▸ Text shown:
:::::
# A drunk passenger wanted me to drive him to a hooker



## puber (Aug 31, 2014)

He said all cabbies have hookers' business cards.
I dropped him by the taxi stand.


----------



## chi1cabby (May 28, 2014)

puber said:


> He said all cabbies have hookers' business cards.
> I dropped him by the taxi stand.


"hookers' business cards"
Some classy, business savvy hookers you got in LA! I bet these hookers have agents too. Here some of em might have a full set of teeth, that's about it! Lol!

No seriously, just once in 20+ years I've gone along with a pax's wish to seek company of a lady of the night. Now I just tell em to pick up a free weekly paper and peruse the adult services section, where escorts advertise, from the comfort of their home or hotel room.

Many years back an ordinance was passed that made it a misdemeanor for a cabby to solicit, or take a pax on a ride to solicit. The cab is impounded on the spot, the chauffeurs licence is subject to revocation, besides the criminal charges.


----------



## Sydney Uber (Apr 15, 2014)

puber said:


> He said all cabbies have hookers' business cards.
> I dropped him by the taxi stand.


Here in Sydney prostitution is seen as a victimless crime. Police simply dont shake down Pros or their clients any longer. Some Brothels will pay Cabbies a finders fee for every customer they bring in.

A fun time in my Taxi career was when I was a driver for a Brothel taking the girls to outcalls. It provided me with an education. !

The more organised Brothels even had Frequent [email protected]$r Points for regulars!


----------



## chi1cabby (May 28, 2014)

Sydney Uber said:


> Here in Sydney prostitution is seen as a victimless crime. Police simply dont shake down Pros or their clients any longer. Some Brothels will pay Cabbies a finders fee for every customer they bring in.
:::::
▸ Dataset entries:
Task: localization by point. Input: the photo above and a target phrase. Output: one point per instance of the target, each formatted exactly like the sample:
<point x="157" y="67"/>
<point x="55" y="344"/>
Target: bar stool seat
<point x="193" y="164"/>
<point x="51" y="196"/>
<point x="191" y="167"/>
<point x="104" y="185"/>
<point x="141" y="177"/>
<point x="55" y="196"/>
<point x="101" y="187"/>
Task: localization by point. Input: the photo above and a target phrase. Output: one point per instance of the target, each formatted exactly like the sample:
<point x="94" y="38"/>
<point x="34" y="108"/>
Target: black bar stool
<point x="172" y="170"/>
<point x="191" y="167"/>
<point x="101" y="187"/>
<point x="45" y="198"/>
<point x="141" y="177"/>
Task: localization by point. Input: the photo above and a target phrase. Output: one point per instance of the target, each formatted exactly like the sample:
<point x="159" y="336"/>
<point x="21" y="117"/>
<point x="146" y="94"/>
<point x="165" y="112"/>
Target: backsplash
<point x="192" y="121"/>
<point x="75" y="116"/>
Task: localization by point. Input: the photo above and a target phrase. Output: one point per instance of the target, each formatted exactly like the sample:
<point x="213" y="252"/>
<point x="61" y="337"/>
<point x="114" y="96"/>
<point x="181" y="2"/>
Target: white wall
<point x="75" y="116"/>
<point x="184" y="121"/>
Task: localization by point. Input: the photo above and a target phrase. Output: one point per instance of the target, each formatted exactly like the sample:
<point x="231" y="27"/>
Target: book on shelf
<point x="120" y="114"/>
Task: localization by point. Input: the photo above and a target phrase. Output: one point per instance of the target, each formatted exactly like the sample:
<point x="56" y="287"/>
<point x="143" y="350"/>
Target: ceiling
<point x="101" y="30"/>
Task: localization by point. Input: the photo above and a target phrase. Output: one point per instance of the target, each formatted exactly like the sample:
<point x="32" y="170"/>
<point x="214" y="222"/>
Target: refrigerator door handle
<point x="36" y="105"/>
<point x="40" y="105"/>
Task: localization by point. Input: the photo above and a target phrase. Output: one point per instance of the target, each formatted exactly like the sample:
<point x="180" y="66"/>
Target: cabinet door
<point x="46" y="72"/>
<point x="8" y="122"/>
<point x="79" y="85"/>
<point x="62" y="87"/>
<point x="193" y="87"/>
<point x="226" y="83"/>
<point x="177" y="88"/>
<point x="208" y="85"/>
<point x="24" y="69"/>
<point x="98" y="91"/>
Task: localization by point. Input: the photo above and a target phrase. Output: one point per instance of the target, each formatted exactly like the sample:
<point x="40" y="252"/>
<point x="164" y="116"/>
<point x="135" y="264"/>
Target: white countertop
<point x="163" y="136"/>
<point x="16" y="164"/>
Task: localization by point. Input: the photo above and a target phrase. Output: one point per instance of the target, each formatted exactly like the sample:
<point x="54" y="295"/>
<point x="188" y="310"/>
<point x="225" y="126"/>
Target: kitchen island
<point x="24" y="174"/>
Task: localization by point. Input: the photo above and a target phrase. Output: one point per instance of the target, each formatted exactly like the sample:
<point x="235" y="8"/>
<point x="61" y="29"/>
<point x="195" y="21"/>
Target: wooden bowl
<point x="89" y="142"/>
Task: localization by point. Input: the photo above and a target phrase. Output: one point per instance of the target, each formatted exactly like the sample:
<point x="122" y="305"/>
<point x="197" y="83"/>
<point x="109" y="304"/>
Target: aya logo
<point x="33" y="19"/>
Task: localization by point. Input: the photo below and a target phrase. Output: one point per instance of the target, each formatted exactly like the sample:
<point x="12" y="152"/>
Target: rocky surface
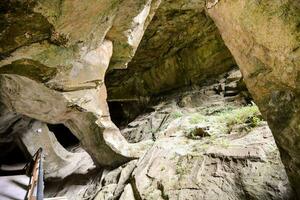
<point x="264" y="38"/>
<point x="205" y="144"/>
<point x="52" y="66"/>
<point x="56" y="58"/>
<point x="181" y="46"/>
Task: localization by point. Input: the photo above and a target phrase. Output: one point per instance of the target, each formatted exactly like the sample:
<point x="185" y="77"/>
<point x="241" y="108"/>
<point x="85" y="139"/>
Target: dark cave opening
<point x="12" y="154"/>
<point x="64" y="136"/>
<point x="117" y="114"/>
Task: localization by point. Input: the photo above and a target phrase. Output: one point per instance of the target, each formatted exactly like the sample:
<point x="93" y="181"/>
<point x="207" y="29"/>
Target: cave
<point x="64" y="136"/>
<point x="152" y="99"/>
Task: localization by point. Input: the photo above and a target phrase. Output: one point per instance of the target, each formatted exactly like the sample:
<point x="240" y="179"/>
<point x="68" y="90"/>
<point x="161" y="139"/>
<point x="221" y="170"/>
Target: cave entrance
<point x="12" y="154"/>
<point x="63" y="135"/>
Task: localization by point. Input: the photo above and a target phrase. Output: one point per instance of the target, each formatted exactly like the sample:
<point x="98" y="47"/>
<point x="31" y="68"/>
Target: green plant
<point x="197" y="118"/>
<point x="176" y="114"/>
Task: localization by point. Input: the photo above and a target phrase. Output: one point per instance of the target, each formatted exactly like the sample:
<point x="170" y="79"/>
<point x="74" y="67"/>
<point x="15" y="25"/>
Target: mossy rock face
<point x="30" y="69"/>
<point x="21" y="26"/>
<point x="264" y="38"/>
<point x="181" y="46"/>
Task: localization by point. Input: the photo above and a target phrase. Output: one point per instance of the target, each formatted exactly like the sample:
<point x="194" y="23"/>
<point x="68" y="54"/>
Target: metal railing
<point x="34" y="170"/>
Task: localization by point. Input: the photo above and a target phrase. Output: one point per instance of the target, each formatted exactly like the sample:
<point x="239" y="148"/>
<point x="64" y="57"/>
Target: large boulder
<point x="264" y="38"/>
<point x="54" y="56"/>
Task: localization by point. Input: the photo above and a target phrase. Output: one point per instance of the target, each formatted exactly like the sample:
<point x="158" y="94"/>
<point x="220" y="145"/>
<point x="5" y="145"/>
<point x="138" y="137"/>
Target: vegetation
<point x="222" y="120"/>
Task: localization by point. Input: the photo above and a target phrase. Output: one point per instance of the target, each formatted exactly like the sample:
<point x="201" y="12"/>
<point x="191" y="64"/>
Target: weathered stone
<point x="58" y="162"/>
<point x="179" y="48"/>
<point x="264" y="38"/>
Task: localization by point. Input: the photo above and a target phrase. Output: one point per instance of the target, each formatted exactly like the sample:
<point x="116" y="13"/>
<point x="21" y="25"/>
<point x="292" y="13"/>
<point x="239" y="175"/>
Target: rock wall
<point x="55" y="54"/>
<point x="181" y="46"/>
<point x="264" y="38"/>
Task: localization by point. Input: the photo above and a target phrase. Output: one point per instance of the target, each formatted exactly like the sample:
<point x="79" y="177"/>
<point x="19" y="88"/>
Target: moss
<point x="21" y="28"/>
<point x="197" y="118"/>
<point x="239" y="115"/>
<point x="29" y="68"/>
<point x="176" y="114"/>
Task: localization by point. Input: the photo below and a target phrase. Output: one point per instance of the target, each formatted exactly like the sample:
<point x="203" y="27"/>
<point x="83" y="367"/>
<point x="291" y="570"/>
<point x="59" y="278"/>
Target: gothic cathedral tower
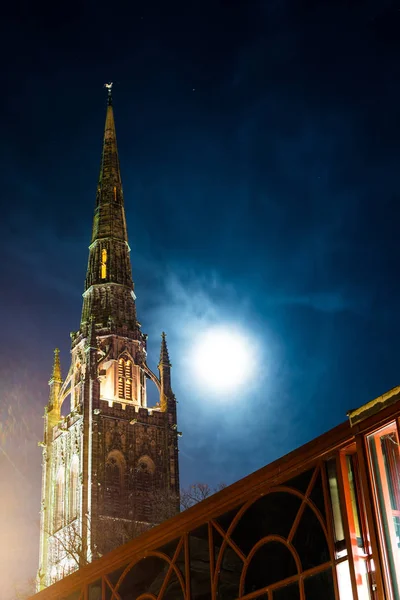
<point x="110" y="467"/>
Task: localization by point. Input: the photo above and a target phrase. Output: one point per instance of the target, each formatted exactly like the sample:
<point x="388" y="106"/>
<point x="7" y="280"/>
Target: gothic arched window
<point x="114" y="484"/>
<point x="59" y="499"/>
<point x="103" y="263"/>
<point x="125" y="379"/>
<point x="73" y="489"/>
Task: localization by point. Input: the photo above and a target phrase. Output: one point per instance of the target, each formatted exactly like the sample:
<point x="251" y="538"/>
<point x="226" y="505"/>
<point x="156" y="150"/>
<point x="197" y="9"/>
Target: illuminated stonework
<point x="110" y="466"/>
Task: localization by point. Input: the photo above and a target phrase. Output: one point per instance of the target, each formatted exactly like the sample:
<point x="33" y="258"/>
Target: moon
<point x="223" y="359"/>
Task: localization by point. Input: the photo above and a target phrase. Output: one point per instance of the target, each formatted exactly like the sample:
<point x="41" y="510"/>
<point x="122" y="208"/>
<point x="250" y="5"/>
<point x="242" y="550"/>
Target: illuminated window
<point x="59" y="499"/>
<point x="385" y="461"/>
<point x="125" y="379"/>
<point x="73" y="489"/>
<point x="121" y="378"/>
<point x="128" y="380"/>
<point x="103" y="263"/>
<point x="114" y="480"/>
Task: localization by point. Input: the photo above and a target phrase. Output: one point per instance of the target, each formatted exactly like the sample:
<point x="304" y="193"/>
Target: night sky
<point x="259" y="148"/>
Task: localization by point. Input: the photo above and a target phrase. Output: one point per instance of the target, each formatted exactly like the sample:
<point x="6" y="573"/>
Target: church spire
<point x="55" y="381"/>
<point x="164" y="356"/>
<point x="108" y="296"/>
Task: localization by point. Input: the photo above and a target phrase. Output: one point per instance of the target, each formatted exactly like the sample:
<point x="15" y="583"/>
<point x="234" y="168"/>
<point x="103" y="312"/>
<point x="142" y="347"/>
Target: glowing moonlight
<point x="222" y="359"/>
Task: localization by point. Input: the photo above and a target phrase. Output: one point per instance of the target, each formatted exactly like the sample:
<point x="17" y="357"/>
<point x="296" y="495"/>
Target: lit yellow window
<point x="103" y="263"/>
<point x="121" y="378"/>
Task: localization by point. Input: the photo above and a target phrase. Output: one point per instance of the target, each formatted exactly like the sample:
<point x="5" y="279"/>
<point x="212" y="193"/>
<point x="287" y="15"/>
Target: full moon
<point x="223" y="359"/>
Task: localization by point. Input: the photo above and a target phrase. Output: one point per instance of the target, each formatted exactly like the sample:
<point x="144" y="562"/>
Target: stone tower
<point x="110" y="467"/>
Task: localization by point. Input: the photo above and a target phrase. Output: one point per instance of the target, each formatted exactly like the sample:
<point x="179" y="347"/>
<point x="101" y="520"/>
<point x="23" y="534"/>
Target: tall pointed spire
<point x="109" y="217"/>
<point x="55" y="381"/>
<point x="108" y="296"/>
<point x="164" y="355"/>
<point x="56" y="373"/>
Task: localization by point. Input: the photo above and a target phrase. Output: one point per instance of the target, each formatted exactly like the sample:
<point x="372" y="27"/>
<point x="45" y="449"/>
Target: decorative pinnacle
<point x="56" y="374"/>
<point x="164" y="356"/>
<point x="108" y="86"/>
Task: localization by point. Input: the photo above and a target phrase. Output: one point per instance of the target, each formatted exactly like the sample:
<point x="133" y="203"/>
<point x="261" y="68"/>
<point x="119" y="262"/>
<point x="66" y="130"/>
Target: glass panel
<point x="173" y="591"/>
<point x="146" y="576"/>
<point x="344" y="581"/>
<point x="355" y="507"/>
<point x="271" y="563"/>
<point x="385" y="459"/>
<point x="169" y="549"/>
<point x="300" y="482"/>
<point x="200" y="578"/>
<point x="340" y="542"/>
<point x="317" y="496"/>
<point x="271" y="514"/>
<point x="320" y="586"/>
<point x="289" y="592"/>
<point x="310" y="542"/>
<point x="74" y="596"/>
<point x="94" y="590"/>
:::::
▸ Set tasks:
A: In the forum thread about the drunk passenger, list each penalty a cabby faces under the ordinance chi1cabby describes.
B: Write the next part of the forum thread about the drunk passenger, picking up after its final line.

▸ Task answers:
A:
- The cab is impounded on the spot.
- The chauffeur's licence is subject to revocation.
- Criminal charges.

B:
> 
> A fun time in my Taxi career was when I was a driver for a Brothel taking the girls to outcalls. It provided me with an education. !
> 
> The more organised Brothels even had Frequent [email protected]$r Points for regulars!


And guess who was the points leader in the Frequent [email protected]$r Club?
Hahaha!


----------



## Sean O'Gorman (Apr 17, 2014)

I think I was asked about it by a couple of riders I picked up from a strip club. Told them I couldn't tell them where to find any, but that I wasn't morally opposed to driving to a specific location if they figured out where to get one themselves. I think their response was "whoa, this guy is cool."


----------



## DriverJ (Sep 1, 2014)

Tell'm to bring up 'BackPage.com' and do some window shopping, texting, calling, whatever, and you'll drive around in circles with the meter running until they find something to screw.


----------



## Sydney Uber (Apr 15, 2014)

chi1cabby said:


> And guess who was the points leader in the Frequent [email protected]$r Club?
> Hahaha!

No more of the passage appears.